### TEXTE SOURCE:
Jean-Pierre Verheggen. Photo Raphael Gaillarde / Gamma-Rapho


Dans la « grande aventure de l’ouissance », Jean-Pierre Verheggen, poète énergumène, « n’a cessé de mener à bride abattue l’une des plus toniques chevauchées verbales ». Un an après sa disparition, la légendaire revue TXT, dont il fut l’un des pionniers dans les années 1970, lui rend hommage avec un numéro spécial. Hommage auquel se joignent les humanités, avec Jacques Bonnaffé en Loghorra Bouffe et un texte de Patrick Beurard-Valdoye, « l’épluche-langue ».


« Ainsi mon écriture remonte-t-elle au déluge. A ce vaste orage intérieur, fou et illettré. »

Jean-Pierre Verheggen, in Degré Zorro de l'écriture.


N'allons pas par quatre chemins. « Jongleur impétueux du verbe, expert en acrobaties et collisions langagières », comme écrivait La Libre Belgique en novembre 2023, à l'annonce de sa disparition, le poète Jean-Pierre Verheggen était un ogre. Bien plus qu'un trouvère, un "troumalala", mot qu'il inventa un jour de 2009 à Charleville-Mézières, devant la tombe d'Arthur Rimbaud.


N'allons pas par quatre chemins, donc. Pour qui ne connait pas encore la poésie éruptive de Verheggen, on peut commencer par l'entendre dans l'interprétation truculente de son ami Jacques Bonnaffé, une "Logorrha Bouffe" extraite de L'Oral et l'Hardi, mémorable spectacle créé par Bonnaffé en 2009 au Théâtre de la Bastille à Paris. « Jean-Pierre Verheggen a le goût du grand souffle épique, même quand ses thèmes ont allure de jeux de mots », écrivait Bonnaffé dans le programme de création : « Marcel Moreau a raison d’écrire qu’il est "une sorte de bienfaiteur" et d'ajouter : "pourtant, il a de quoi faire peur, avec son couteau à découper le vocabulaire, avec sa scie à tronçonner la syntaxe, avec ses tâches de grammaire sur son tablier. Mais voilà, ce n’est pas un boucher." Verheggen s’est lancé depuis quarante ans dans la grande aventure de l’ouissance, "à la fois jouissance de l’oreille et jouissance par l’oreille" (selon André Velter), il n’a cessé de mener à bride abattue l’une des plus toniques chevauchées verbales [...] Poète phénomène poète énergumène, il est l’inventeur d’un genre nouveau, l’opéra bouche ».


Jacques Bonnaffé, "Logorrha Bouffe", de Jean-Pierre Verheggen, publié sur YouTube le 23 mars 2020 par Poésie is not dead,

collectif dédié à la création, diffusion et promotion des poésies expérimentales.

### TRAVAIL DEMANDÉ:
a - Dans le texte sur Jean-Pierre Verheggen, recopiez le passage qui va de « N'allons pas par quatre chemins. » jusqu'à « tombe d'Arthur Rimbaud. » inclus, en rebaptisant « ogre » en « géant ».
b - Répondez à ces questions à l'aide du texte sur Jean-Pierre Verheggen :
(i) Devant la tombe de quel poète Verheggen a-t-il inventé le mot « troumalala » ?
(ii) En quelle année et dans quel théâtre Bonnaffé a-t-il créé L'Oral et l'Hardi ?
(iii) D'après Bonnaffé, quel genre nouveau Verheggen a-t-il inventé ?

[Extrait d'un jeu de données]
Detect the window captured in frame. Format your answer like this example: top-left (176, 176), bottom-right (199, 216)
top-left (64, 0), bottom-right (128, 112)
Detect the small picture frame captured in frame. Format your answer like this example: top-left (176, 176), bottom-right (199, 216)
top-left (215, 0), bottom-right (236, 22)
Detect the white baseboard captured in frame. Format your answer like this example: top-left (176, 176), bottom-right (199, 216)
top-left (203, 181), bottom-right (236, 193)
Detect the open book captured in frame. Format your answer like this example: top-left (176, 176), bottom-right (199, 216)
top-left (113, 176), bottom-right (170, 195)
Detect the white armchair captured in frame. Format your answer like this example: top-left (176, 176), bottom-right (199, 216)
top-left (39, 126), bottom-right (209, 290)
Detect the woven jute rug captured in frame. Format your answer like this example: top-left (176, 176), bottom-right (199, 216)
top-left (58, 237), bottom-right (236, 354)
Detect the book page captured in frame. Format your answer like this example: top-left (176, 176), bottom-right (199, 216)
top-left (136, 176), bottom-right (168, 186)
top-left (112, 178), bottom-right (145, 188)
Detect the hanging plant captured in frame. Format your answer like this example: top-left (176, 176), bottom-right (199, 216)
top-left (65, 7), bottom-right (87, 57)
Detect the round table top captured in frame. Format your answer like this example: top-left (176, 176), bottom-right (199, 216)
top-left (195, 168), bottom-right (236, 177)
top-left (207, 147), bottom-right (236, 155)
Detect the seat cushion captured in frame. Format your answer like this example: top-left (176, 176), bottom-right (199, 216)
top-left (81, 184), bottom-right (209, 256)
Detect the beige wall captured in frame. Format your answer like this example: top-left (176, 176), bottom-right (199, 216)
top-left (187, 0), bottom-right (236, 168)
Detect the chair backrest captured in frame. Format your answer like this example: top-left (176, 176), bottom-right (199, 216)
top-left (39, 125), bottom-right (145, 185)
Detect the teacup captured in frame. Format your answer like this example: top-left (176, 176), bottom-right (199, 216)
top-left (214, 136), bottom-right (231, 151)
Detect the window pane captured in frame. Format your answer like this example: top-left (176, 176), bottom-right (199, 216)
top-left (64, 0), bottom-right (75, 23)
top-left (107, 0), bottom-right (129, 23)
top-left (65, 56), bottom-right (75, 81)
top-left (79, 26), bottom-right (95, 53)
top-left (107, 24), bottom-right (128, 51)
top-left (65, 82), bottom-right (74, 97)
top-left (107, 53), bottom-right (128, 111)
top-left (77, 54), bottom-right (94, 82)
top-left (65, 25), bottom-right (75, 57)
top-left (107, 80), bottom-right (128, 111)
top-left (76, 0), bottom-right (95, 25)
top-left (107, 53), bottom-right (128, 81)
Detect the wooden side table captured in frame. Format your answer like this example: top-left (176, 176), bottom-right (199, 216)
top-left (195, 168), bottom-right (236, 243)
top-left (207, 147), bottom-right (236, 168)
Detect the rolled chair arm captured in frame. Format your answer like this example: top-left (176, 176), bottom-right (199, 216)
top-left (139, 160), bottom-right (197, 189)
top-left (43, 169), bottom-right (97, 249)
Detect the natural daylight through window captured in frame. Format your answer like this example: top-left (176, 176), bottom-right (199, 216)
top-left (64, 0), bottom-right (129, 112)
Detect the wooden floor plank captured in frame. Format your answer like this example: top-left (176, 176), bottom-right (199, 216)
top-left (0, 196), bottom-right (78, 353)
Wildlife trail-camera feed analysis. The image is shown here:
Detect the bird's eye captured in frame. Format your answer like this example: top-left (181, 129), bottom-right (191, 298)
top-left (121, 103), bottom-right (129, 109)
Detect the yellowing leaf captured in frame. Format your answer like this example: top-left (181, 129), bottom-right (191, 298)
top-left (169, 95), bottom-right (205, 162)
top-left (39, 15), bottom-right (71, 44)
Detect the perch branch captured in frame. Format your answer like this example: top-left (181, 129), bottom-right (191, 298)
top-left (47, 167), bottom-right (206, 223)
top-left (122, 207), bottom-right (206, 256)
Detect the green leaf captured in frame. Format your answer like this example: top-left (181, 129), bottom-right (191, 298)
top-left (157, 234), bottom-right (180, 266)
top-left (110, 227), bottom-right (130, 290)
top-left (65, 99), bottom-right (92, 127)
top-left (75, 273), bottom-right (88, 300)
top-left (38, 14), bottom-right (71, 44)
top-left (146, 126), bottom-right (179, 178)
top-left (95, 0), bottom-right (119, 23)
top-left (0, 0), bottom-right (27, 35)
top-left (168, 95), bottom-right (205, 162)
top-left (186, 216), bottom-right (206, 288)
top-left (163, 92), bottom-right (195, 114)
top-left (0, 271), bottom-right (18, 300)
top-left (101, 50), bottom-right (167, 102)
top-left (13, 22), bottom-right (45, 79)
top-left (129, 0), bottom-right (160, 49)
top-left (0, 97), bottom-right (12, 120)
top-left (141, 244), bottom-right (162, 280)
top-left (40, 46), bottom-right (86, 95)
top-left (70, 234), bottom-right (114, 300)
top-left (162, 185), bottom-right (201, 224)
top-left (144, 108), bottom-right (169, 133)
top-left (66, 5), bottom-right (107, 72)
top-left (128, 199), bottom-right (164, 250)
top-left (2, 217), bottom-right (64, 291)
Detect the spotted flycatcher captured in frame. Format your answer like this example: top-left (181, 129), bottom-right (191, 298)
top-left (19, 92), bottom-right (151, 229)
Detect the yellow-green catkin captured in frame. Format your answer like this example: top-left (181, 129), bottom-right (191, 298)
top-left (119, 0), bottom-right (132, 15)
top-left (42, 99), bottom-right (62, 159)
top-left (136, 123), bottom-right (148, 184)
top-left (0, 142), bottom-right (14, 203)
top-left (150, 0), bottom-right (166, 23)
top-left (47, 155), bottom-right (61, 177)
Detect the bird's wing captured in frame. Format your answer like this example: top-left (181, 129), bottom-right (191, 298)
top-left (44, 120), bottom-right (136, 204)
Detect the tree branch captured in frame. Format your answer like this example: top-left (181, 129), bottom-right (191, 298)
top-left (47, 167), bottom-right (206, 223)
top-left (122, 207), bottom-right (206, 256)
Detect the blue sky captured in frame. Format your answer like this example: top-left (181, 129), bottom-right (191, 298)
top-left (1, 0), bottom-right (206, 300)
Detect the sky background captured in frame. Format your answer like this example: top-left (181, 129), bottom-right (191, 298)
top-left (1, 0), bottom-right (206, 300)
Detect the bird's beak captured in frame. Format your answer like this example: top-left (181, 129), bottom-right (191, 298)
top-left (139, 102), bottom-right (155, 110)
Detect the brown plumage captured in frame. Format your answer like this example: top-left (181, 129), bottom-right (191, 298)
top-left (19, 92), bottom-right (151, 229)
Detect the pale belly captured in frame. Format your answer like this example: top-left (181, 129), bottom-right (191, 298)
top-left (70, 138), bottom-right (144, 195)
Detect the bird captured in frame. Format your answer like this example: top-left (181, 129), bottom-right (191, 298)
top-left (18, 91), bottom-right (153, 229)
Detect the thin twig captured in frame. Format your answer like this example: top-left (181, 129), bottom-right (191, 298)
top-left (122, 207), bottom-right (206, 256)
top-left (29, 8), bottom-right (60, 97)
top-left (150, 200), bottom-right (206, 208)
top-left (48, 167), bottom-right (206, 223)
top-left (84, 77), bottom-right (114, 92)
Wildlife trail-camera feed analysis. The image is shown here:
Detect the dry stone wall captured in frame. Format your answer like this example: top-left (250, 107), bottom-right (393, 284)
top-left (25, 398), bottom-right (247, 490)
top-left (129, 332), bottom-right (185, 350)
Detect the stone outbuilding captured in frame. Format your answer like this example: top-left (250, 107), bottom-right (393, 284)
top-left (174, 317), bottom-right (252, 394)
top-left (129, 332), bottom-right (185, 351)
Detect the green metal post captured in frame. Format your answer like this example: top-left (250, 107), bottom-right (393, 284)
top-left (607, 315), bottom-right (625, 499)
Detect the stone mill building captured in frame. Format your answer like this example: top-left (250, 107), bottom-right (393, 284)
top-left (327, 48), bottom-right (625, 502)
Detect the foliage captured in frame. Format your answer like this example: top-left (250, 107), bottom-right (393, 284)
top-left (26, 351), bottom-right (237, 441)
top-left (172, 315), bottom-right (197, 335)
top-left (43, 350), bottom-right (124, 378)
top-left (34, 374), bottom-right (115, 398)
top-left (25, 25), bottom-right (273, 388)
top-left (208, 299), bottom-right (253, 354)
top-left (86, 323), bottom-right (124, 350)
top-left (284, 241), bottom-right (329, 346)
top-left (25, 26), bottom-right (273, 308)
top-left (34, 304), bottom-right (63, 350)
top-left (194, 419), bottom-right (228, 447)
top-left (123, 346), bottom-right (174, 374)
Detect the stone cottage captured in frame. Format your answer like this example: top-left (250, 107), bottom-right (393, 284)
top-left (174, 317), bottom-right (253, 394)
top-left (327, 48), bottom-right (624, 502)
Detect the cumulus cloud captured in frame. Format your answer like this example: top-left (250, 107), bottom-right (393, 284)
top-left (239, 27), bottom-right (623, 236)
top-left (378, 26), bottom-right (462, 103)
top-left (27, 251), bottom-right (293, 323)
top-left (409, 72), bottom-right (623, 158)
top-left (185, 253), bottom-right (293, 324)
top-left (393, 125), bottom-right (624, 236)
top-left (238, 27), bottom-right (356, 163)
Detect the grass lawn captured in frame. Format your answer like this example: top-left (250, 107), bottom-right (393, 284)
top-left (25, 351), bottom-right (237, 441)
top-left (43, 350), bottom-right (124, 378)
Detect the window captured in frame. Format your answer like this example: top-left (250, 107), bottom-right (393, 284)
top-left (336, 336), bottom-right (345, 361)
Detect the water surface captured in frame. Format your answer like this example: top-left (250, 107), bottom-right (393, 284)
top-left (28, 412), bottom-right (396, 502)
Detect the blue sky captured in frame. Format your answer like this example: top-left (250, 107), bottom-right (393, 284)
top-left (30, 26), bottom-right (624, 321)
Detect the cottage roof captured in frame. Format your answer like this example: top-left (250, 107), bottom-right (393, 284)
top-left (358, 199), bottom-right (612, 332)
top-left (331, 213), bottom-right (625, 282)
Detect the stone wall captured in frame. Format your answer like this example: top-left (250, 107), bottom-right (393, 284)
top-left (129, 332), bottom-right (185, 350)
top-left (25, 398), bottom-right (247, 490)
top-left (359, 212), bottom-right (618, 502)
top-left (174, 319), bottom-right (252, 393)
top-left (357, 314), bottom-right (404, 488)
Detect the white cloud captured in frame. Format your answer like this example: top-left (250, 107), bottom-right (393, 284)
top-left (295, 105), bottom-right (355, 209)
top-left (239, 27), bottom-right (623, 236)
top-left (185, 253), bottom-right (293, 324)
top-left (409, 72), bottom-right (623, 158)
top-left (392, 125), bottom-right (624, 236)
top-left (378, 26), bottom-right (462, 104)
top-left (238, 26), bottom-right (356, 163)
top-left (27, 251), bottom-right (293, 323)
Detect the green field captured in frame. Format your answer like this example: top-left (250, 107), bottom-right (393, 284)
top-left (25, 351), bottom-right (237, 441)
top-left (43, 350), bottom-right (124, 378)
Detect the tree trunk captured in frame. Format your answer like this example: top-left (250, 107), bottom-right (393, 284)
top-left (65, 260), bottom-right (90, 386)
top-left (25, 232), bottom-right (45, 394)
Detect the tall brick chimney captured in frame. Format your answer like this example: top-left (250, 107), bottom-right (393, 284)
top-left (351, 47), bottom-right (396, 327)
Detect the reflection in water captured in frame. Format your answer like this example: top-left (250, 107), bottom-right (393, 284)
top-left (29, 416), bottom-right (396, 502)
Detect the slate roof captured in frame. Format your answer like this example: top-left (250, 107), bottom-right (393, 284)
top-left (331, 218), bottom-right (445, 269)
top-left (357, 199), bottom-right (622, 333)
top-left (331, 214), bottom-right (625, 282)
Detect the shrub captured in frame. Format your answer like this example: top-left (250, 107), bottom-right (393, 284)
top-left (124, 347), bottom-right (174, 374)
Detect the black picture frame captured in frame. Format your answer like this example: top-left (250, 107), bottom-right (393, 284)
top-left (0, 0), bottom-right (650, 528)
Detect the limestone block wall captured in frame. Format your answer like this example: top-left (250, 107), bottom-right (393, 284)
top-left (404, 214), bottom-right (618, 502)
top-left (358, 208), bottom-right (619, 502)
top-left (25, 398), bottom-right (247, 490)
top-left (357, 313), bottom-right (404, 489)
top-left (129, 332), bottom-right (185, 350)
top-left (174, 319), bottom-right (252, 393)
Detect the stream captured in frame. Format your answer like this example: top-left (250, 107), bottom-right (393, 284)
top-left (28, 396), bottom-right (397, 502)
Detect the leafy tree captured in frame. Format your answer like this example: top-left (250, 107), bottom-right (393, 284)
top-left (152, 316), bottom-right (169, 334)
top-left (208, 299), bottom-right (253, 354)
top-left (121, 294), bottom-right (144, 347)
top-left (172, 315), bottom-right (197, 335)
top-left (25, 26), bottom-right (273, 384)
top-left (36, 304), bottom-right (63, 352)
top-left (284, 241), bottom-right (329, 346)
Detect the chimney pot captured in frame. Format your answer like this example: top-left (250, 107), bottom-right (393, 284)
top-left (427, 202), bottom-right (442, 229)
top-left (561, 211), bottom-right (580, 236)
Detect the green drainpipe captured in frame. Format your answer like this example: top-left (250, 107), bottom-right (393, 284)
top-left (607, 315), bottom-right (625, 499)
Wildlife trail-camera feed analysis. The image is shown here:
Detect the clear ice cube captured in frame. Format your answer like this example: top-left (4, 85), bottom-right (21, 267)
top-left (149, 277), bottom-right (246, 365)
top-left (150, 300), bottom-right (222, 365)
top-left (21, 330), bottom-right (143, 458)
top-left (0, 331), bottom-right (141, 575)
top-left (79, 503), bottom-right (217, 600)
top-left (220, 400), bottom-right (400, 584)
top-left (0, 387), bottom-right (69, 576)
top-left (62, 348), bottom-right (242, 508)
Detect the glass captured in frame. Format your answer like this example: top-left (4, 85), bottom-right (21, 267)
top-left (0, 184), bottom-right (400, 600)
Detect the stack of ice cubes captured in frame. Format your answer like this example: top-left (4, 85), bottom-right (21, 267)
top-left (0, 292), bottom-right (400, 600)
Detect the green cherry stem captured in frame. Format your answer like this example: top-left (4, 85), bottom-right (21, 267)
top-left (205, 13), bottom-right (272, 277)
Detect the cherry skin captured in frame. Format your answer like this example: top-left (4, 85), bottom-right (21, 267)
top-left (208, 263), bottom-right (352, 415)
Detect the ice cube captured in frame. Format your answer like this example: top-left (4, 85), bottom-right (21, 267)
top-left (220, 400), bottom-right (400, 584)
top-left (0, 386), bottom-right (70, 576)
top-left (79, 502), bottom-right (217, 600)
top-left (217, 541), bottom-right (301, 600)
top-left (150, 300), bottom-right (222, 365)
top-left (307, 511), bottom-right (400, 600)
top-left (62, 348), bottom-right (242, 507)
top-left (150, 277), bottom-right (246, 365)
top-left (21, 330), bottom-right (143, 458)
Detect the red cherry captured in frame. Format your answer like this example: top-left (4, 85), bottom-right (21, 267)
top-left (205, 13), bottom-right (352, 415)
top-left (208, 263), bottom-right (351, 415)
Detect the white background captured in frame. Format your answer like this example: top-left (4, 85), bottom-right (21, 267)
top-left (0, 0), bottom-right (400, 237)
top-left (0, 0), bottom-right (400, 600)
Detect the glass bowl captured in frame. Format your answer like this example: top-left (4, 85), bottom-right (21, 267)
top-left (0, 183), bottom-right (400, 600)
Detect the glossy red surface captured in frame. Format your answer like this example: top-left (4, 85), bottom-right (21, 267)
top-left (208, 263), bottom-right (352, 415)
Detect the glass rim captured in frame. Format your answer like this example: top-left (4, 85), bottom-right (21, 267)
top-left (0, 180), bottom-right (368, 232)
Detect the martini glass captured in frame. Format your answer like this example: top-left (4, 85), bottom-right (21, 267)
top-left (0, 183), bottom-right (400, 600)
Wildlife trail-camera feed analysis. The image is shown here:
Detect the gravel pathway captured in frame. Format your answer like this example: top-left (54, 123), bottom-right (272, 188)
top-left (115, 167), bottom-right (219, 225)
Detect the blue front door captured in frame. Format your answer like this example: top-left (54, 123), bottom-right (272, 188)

### CORRIGÉS:
a -
N'allons pas par quatre chemins. « Jongleur impétueux du verbe, expert en acrobaties et collisions langagières », comme écrivait La Libre Belgique en novembre 2023, à l'annonce de sa disparition, le poète Jean-Pierre Verheggen était un géant. Bien plus qu'un trouvère, un "troumalala", mot qu'il inventa un jour de 2009 à Charleville-Mézières, devant la tombe d'Arthur Rimbaud.

b -
(i) Devant la tombe d'Arthur Rimbaud, à Charleville-Mézières.
(ii) En 2009, au Théâtre de la Bastille à Paris.
(iii) L'opéra bouche.